Task data:
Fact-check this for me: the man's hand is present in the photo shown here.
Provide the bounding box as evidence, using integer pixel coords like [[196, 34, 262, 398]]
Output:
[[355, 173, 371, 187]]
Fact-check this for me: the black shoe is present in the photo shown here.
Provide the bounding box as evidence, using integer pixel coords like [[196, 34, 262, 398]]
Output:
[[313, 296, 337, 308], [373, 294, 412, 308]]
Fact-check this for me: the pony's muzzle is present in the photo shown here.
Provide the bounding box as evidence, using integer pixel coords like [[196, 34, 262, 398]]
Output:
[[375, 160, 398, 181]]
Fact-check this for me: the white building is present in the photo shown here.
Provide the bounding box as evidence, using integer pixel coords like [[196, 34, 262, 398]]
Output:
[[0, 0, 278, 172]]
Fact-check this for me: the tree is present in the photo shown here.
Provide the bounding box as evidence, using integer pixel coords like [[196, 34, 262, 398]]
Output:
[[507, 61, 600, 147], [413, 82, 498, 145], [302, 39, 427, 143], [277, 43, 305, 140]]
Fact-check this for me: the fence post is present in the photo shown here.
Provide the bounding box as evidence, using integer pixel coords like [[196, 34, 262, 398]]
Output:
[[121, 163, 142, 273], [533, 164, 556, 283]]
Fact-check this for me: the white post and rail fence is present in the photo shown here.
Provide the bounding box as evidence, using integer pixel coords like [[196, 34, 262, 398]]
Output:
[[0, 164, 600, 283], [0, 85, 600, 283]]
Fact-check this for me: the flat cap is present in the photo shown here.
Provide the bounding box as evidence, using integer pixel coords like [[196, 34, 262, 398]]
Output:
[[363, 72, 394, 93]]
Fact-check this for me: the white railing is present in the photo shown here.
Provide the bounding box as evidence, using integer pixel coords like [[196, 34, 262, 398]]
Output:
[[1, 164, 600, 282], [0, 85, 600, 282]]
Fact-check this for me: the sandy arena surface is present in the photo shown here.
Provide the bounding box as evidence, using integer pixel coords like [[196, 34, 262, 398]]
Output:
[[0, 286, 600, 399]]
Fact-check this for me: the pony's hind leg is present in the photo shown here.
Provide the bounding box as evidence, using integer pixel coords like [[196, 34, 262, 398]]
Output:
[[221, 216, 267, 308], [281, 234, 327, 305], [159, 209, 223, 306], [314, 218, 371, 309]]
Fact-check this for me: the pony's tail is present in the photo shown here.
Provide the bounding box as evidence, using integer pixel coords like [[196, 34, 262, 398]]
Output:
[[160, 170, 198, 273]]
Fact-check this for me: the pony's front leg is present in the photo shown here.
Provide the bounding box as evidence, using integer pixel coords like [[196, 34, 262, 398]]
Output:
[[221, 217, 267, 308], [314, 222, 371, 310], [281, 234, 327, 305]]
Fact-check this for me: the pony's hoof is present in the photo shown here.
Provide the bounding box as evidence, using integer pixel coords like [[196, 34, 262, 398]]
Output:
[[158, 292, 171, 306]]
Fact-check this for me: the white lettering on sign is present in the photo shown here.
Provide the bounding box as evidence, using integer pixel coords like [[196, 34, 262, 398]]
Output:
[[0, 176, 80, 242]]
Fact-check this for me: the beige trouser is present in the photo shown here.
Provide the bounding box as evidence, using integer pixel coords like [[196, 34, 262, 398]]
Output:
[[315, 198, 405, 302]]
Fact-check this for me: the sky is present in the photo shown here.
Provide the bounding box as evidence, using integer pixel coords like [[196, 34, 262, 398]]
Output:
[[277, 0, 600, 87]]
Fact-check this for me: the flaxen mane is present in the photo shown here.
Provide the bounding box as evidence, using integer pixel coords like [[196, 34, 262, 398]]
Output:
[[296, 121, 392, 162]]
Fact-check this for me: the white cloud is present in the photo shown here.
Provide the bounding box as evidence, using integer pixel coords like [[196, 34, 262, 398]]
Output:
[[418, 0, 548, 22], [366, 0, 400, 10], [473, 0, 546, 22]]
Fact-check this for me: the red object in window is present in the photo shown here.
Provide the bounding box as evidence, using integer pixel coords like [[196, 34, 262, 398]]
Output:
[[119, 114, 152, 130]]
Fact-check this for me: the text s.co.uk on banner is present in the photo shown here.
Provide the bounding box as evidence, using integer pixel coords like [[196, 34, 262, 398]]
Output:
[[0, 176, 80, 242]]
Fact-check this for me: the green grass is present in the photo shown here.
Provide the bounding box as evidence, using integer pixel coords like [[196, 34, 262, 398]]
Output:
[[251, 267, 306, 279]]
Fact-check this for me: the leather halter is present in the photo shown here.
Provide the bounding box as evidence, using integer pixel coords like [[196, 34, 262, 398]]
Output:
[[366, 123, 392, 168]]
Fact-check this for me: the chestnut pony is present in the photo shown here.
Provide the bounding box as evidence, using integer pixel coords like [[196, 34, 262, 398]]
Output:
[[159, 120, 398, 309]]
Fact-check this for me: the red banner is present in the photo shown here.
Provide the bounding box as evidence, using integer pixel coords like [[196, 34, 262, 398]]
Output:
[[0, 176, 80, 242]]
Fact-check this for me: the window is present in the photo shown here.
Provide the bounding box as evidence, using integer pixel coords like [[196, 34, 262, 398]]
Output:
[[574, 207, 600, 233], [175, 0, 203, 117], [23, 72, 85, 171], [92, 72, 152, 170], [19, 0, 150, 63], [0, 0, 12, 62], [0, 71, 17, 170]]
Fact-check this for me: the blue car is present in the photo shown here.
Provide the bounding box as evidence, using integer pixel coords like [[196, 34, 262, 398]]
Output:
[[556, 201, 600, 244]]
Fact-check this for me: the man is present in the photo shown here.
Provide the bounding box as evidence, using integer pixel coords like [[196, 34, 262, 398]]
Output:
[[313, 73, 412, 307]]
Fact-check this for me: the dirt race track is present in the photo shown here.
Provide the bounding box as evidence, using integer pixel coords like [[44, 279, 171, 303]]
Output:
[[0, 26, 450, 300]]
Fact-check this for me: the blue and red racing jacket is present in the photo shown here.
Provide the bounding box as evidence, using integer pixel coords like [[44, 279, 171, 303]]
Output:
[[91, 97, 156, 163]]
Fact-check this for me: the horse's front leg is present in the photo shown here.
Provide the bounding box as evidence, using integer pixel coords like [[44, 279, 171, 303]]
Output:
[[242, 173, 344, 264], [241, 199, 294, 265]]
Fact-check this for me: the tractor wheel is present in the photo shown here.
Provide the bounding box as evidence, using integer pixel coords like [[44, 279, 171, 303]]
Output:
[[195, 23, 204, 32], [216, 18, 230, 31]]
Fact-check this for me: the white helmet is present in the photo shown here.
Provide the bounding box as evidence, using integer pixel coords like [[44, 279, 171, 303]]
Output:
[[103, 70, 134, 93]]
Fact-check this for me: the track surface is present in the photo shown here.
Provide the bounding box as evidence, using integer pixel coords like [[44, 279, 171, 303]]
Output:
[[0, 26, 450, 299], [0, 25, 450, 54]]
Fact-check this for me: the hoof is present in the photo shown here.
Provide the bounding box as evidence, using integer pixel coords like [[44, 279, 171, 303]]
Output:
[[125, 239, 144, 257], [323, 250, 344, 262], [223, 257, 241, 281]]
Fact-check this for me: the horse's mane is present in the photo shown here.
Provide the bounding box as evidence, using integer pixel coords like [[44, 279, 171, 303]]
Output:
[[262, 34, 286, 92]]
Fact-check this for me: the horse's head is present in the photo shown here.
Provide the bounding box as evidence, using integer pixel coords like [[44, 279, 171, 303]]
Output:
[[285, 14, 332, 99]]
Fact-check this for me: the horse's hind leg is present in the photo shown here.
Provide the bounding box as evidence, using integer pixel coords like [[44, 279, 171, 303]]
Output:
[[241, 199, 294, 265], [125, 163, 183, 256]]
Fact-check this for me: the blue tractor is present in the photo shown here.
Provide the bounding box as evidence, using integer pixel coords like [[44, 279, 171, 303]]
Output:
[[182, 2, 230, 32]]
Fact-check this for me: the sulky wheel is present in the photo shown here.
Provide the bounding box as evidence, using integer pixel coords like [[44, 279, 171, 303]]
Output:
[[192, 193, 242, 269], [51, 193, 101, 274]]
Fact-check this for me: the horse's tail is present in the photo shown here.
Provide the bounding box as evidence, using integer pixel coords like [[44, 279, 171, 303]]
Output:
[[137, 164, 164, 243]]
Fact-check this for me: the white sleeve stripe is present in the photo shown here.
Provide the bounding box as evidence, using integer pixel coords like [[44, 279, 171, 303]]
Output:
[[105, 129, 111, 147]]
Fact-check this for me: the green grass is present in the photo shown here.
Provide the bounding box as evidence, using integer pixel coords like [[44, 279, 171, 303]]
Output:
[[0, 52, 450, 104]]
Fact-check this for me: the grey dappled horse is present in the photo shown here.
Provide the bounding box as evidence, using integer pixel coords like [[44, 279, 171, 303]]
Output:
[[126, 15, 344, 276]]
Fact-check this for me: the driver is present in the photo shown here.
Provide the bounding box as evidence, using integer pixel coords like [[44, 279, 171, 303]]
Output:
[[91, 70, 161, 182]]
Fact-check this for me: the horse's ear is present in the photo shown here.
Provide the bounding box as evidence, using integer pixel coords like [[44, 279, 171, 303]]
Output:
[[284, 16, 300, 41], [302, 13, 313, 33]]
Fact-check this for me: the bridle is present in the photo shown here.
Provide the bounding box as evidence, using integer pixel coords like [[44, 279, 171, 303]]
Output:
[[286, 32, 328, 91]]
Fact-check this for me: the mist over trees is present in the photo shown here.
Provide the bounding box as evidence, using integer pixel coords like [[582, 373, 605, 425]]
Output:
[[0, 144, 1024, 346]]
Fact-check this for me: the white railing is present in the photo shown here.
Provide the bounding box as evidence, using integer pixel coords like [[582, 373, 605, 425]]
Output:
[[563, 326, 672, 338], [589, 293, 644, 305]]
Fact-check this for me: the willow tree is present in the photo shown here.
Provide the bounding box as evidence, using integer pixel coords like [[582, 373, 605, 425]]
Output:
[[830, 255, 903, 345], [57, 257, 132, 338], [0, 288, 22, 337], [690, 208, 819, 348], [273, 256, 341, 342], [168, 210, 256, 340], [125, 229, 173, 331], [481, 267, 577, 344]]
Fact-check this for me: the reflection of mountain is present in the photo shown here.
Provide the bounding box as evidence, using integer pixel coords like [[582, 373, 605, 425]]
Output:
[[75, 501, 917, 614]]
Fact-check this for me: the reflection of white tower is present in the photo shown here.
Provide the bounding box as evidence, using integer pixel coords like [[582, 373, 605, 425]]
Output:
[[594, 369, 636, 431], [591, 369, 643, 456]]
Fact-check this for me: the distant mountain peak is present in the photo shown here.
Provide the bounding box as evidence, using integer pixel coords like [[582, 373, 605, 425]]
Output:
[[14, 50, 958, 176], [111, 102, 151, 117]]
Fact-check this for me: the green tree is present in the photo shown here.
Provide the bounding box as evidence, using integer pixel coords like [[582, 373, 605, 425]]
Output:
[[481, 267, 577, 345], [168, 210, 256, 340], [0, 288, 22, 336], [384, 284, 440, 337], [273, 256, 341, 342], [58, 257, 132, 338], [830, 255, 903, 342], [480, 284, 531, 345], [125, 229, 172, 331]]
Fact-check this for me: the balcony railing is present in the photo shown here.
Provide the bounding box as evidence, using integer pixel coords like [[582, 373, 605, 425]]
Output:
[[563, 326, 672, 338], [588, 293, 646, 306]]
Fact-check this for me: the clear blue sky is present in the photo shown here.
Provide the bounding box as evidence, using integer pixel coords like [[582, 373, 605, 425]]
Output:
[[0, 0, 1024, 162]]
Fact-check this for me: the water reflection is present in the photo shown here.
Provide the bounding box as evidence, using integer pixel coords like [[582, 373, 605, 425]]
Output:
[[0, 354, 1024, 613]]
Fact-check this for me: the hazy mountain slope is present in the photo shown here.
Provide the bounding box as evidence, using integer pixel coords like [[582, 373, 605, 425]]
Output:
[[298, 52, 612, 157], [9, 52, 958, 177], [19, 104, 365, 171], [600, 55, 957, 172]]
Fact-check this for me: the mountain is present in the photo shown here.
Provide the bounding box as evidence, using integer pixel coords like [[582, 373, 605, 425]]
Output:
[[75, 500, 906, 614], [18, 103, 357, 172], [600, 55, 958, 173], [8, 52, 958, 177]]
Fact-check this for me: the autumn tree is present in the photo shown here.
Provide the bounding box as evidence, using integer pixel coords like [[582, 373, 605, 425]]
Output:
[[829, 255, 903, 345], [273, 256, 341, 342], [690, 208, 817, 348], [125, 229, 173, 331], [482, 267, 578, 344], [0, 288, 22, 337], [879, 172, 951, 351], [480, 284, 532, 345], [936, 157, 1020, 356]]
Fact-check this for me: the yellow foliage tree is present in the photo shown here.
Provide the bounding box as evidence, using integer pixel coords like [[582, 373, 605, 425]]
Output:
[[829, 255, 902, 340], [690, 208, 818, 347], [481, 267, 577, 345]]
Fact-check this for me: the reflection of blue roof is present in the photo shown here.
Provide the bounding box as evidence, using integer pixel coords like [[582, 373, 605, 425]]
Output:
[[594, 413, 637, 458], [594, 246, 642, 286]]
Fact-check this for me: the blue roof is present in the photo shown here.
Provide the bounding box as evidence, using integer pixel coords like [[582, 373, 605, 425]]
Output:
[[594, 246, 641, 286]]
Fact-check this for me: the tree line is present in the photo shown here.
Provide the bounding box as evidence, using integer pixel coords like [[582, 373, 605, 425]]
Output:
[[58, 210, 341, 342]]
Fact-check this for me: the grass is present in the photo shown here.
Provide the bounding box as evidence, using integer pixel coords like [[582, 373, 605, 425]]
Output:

Exercise details:
Repeat the lines in the records above word for word, starting at the line that contains "Fact-check this for me: the horse's front" and ending at the line that contains "[[242, 173, 344, 264], [241, 199, 294, 265]]", including both of those lines.

Answer to this exercise:
Fact-check this for me: the horse's front leg is present in the photo shown here.
Provide the bounding box as evidence, using integer pixel coords like [[44, 279, 171, 303]]
Output:
[[242, 173, 344, 264], [241, 199, 294, 265]]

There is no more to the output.